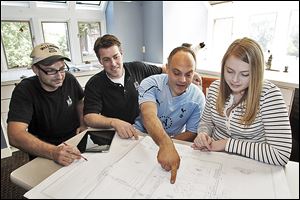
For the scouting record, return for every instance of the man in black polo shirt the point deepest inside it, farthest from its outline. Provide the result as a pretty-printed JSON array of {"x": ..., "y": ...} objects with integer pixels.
[
  {"x": 111, "y": 96},
  {"x": 46, "y": 109}
]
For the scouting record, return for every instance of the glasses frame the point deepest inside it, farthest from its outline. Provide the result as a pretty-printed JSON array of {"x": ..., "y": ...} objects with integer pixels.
[{"x": 65, "y": 69}]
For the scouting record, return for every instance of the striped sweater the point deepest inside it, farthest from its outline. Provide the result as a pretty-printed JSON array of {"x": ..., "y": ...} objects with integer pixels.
[{"x": 268, "y": 139}]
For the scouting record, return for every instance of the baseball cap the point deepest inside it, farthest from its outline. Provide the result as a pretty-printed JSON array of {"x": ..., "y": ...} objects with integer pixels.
[{"x": 46, "y": 54}]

→ EXERCISE AIM
Give the records again exactly as they stand, so that only the pictures are missing.

→ RESULT OF THIS EXERCISE
For the scouting record, return for every instance of the man in black polo shirt the point deepest inside it, farthest from its outline. Provide the result as a pretty-printed JSON array of {"x": ..., "y": ...} objects with integer pixels.
[
  {"x": 111, "y": 96},
  {"x": 46, "y": 109}
]
For the scouting record, return for every instance of the glasses frame the point deepest inside it, farthest from its outline. Provide the result as a pretty-printed JSON array of {"x": ..., "y": ...} objects with integer pixels.
[{"x": 65, "y": 69}]
For the scouting record, return for every instance of the striped sweater the point deepest inside it, farthest from its outline. Provide the result as a pretty-printed JSON array of {"x": ..., "y": ...} objects with integer pixels.
[{"x": 268, "y": 139}]
For the scouting record, return for every instance of the baseball cap the point deepest inside it, farthest from its outline. Provide the result as a pretty-printed JSON array of {"x": ..., "y": ...} objects with integer pixels.
[{"x": 46, "y": 54}]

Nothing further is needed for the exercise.